### DATA SHOWN
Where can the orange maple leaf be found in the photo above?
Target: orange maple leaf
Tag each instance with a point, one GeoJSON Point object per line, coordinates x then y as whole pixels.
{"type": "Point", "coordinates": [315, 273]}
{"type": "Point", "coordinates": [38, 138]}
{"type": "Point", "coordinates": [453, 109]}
######
**EXERCISE:**
Write out the full listing, keeping every line exactly as it is.

**WRITTEN SOLUTION:**
Where can the orange maple leaf be found in the photo above?
Target: orange maple leaf
Tag each instance with a point, one GeoJSON Point object per line, coordinates x then y as whole pixels.
{"type": "Point", "coordinates": [315, 273]}
{"type": "Point", "coordinates": [38, 138]}
{"type": "Point", "coordinates": [453, 109]}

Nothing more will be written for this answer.